── PAGE EXTRACT ──

Peter had grown up in intellect but physically was still a frail person.
He was thin.
He was sickly.
He was very feminine.
He had a very soft feminine type of voice.
He was obviously gay or randy as it was known back then.
But someone needed help, and they were asking me to help them? I thought. This is very exciting. I can share this with Michael and maybe he will see that I can be a hero too. My eyes were gleaming with pride and excitement when I walked out the door.
I said, “I am ready, I will help you. Let’s go!”
The group of younger boys gathered around, and we started jogging together as we headed for the back of the yard to go out into the alley. More boys joined as we jogged, and the group was growing. Gradually the boys were getting older, but I didn’t realize it. I felt like a very important person as we jogged along with the boys.
I was needed! They wanted my help! I thought about how proud Michael would be as I got further from the monastery. At the end of a long alley, the group turned into a large yard, with stone fencing, there was only one entrance. For a quick moment I thought I would be fine because I fell under the protection of Michael, even in his absence.
But, as I entered the yard and looked around, I was quickly surrounded by other bigger boys. Some of the boys were the problem boys from days ago and I realized I was in mortal danger, but I had no way to save myself. There were no friendly faces around me. I backed up.
I wasn’t with Michael.
I was standing there alone.
The opening to the fence was not near me and the boys circling around me pushed us further into the yard, as they went around me.
The biggest meanest boy approached me and looked at me as if I was nothing. He stared down his nose at me. His eyes told of anger, and it scared me. I knew that it would be bad. His clenched fist was bigger than my entire face. He pulled his arm back and hit me square in the face, knocking me out and I fell to the ground in a heap.
The next thing that I remember was thinking that he really didn’t need to hit me so hard. I was like a feather in the wind and was hurt easily. As I lay on the ground, unable to move, I gradually became aware that I was getting beaten by everybody. The circle had closed in so that everyone was very close to me.
I was being hit and kicked from all sides, getting hit all over my body, mainly in my face, head and chest. I curled in a tiny ball to protect myself, because I was having a hard time breathing.
No one noticed my pain and they continued striking me without stopping, again and again. I was bleeding and I took a final deep painful breath as I felt myself leaving my body. The pain quickly stopped as I began to drift.

───
── EXERCISE INPUT ──

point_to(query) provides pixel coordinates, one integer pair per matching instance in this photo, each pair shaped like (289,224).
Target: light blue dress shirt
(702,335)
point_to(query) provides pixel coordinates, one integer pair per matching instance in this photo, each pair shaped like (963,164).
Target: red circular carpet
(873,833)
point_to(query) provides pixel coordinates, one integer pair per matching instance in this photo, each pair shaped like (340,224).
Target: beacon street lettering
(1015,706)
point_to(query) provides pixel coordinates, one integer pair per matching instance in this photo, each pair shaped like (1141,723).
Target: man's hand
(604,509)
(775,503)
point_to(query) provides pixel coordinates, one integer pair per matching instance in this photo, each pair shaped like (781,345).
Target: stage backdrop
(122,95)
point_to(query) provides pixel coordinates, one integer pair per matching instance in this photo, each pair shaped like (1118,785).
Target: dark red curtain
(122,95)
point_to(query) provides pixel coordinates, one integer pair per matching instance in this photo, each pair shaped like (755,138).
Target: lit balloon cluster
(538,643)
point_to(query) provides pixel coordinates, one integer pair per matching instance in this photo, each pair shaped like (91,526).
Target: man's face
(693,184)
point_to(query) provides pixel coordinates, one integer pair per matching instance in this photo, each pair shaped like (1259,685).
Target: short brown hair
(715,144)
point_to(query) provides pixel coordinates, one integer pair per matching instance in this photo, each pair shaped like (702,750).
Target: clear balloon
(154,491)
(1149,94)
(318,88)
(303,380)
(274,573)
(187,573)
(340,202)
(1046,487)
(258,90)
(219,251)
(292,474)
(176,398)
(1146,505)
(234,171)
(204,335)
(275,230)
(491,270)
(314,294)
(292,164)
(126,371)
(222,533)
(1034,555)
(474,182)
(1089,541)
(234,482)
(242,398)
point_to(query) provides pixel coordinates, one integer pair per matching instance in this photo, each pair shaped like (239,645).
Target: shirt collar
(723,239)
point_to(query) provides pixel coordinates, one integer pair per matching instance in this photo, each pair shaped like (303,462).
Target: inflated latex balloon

───
── EXERCISE INPUT ──

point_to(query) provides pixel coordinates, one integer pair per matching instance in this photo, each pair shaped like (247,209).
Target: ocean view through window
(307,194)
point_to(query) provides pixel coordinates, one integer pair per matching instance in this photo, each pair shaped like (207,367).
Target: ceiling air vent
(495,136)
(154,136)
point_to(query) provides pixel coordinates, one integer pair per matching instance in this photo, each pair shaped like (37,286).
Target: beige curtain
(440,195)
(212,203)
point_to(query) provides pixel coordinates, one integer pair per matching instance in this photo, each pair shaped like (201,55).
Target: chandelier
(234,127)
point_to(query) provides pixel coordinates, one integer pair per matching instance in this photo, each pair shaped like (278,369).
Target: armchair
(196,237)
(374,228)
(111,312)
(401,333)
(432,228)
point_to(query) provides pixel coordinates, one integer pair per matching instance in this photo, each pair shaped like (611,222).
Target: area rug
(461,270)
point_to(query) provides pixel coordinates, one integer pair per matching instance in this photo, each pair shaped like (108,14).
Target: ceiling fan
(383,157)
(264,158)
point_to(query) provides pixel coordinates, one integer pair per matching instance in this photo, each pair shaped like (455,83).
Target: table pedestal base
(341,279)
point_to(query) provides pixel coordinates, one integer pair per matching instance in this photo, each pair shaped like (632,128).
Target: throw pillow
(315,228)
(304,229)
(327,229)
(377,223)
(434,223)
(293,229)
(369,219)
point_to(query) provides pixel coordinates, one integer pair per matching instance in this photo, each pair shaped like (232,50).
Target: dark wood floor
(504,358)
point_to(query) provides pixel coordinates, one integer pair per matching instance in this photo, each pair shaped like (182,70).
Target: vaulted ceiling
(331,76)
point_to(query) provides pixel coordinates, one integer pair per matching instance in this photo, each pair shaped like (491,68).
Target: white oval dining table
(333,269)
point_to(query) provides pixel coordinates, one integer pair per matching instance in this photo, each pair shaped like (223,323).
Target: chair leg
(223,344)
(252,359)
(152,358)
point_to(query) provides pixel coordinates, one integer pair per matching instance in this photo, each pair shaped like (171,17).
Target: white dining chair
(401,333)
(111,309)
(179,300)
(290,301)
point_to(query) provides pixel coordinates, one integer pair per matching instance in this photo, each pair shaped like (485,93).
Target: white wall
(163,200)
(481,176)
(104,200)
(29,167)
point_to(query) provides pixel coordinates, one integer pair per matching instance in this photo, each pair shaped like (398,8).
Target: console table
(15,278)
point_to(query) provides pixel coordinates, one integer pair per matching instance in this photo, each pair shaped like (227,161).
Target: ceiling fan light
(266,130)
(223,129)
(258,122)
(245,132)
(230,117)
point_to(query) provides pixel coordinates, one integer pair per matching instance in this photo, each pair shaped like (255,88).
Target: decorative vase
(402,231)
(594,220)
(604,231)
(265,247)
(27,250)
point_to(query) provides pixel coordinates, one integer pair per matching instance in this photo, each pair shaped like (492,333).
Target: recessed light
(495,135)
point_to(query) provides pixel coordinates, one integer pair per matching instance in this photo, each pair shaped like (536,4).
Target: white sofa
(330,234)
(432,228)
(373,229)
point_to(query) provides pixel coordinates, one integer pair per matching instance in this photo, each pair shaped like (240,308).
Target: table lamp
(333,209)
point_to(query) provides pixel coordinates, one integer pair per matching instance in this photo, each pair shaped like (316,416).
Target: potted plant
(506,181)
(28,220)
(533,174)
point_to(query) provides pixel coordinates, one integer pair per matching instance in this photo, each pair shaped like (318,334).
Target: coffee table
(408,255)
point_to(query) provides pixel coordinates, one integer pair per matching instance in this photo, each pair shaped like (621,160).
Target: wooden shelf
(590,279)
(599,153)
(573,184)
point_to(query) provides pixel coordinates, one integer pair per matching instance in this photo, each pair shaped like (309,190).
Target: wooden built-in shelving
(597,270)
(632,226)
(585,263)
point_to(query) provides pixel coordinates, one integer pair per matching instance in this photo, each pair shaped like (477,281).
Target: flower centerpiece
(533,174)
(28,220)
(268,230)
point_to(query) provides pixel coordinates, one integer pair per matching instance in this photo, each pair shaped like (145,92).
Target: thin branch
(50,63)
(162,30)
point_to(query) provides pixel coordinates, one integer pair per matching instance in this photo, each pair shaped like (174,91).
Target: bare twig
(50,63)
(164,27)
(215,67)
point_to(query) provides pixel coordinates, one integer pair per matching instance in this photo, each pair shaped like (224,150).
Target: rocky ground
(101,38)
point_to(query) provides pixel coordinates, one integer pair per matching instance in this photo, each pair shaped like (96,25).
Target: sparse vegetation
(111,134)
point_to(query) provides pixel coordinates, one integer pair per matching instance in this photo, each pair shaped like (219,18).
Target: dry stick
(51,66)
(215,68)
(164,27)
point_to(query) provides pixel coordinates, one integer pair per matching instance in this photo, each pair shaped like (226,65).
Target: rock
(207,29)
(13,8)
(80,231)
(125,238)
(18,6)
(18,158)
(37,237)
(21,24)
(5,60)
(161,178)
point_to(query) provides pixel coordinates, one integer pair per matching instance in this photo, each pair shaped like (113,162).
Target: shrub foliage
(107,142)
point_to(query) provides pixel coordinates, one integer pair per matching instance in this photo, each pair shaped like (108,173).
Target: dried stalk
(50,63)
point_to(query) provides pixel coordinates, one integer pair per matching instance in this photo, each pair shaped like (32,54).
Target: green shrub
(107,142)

───
── EXERCISE INPUT ──

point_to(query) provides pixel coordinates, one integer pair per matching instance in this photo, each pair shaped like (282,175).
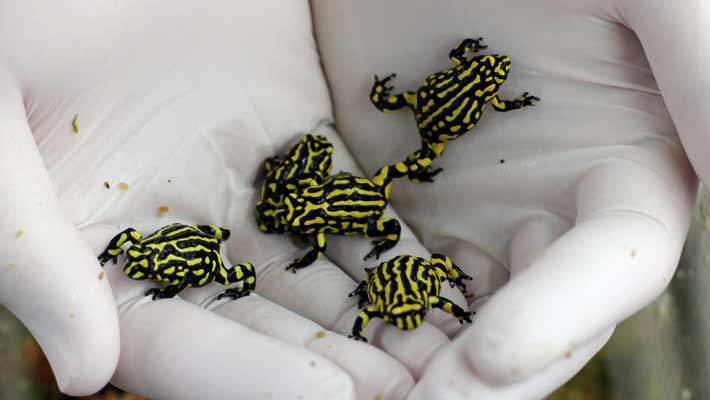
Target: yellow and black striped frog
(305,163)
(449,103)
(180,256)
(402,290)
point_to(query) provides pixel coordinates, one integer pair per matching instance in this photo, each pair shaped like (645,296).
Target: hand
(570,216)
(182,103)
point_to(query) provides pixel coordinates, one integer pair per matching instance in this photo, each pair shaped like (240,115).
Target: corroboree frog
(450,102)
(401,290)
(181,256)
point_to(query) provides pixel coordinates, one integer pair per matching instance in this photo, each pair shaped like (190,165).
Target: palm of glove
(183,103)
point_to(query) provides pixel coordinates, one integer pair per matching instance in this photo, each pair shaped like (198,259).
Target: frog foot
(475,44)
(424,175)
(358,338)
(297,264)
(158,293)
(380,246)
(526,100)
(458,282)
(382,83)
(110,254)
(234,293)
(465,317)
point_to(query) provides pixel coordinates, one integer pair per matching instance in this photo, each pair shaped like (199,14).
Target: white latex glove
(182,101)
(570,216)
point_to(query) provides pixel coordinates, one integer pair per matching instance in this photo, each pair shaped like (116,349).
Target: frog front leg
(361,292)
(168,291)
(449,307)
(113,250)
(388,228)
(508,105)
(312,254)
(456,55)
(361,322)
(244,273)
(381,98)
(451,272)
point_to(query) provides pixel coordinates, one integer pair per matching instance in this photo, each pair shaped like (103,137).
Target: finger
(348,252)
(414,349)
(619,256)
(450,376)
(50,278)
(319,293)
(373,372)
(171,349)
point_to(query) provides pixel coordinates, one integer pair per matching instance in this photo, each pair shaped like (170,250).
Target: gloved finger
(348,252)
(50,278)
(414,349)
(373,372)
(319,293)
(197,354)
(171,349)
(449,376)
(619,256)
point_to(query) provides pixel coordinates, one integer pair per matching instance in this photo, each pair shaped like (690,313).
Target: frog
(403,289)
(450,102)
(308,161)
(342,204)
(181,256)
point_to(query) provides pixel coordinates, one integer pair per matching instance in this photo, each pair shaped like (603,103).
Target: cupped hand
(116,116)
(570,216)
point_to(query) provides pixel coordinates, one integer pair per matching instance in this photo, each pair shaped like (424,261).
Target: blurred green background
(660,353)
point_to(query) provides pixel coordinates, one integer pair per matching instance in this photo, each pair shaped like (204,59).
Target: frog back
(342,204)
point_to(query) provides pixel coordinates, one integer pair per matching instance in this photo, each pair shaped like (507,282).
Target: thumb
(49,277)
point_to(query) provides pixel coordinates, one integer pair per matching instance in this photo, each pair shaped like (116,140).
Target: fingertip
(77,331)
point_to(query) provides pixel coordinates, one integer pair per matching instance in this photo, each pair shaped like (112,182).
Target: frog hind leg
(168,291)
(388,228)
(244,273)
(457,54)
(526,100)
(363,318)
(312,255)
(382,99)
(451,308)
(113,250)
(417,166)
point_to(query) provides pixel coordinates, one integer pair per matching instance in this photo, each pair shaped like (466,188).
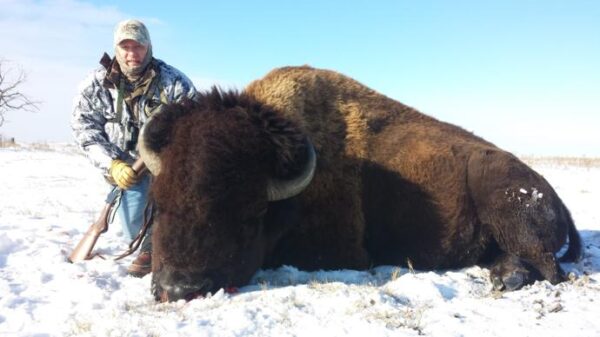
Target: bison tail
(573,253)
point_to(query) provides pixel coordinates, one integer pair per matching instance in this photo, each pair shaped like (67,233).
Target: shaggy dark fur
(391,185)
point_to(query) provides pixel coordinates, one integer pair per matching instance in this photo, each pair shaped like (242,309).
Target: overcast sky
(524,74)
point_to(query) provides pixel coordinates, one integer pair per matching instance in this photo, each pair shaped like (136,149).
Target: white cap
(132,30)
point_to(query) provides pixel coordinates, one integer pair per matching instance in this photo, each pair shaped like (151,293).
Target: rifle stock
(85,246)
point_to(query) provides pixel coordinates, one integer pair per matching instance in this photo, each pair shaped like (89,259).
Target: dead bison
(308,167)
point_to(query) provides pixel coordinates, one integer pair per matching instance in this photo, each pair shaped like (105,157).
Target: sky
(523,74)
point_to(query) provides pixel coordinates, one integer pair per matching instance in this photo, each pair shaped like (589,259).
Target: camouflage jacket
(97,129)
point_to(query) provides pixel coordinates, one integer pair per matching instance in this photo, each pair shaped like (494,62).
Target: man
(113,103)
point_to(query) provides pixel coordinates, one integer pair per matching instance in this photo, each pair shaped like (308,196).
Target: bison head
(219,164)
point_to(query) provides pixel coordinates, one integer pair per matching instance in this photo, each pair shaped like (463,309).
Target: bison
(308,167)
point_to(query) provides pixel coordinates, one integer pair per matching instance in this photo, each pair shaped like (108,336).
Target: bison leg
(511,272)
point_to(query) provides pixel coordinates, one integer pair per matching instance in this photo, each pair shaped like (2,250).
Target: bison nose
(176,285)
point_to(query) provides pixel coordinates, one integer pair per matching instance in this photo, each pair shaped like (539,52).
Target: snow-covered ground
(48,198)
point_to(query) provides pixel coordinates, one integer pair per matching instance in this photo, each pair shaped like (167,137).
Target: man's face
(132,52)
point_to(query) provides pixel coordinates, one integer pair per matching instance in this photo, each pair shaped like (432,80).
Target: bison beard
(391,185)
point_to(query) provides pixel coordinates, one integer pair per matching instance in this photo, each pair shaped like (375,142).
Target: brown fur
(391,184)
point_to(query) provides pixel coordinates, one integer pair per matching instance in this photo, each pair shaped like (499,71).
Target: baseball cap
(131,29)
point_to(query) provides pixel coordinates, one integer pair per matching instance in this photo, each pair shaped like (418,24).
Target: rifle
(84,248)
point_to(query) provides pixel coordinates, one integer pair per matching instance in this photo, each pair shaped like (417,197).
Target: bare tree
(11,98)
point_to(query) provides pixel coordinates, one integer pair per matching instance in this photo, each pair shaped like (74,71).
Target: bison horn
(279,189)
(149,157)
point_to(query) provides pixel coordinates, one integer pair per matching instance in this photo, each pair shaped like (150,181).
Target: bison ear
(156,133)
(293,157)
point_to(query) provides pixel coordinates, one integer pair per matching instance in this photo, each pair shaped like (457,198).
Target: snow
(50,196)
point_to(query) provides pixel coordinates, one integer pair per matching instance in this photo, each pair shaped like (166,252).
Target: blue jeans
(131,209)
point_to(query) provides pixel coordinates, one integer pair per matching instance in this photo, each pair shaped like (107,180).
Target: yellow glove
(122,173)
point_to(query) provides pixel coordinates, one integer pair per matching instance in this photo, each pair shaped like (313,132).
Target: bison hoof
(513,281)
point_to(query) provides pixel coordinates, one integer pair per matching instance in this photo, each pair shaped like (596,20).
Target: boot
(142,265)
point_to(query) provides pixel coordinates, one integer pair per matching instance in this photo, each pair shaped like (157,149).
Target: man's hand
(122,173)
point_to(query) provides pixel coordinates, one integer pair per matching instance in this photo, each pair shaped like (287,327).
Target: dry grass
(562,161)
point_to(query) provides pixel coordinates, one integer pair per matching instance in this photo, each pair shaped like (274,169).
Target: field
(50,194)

───

REQUIRED WORK:
1. Answer these questions from the passage:
(a) How many entrances did the large yard with stone fencing have?
(b) Who did the narrator hope would see that the narrator could be a hero too?
(c) In which parts of the body was the narrator mainly hit?
2. Find every line in the records that contains the string "curtain", matching case, and copy each of those lines.
The passage has no connection to the records.

TASK RESPONSES:
1.
(a) Only one.
(b) Michael.
(c) The face, head and chest.

2.
Target: dark red curtain
Target: beige curtain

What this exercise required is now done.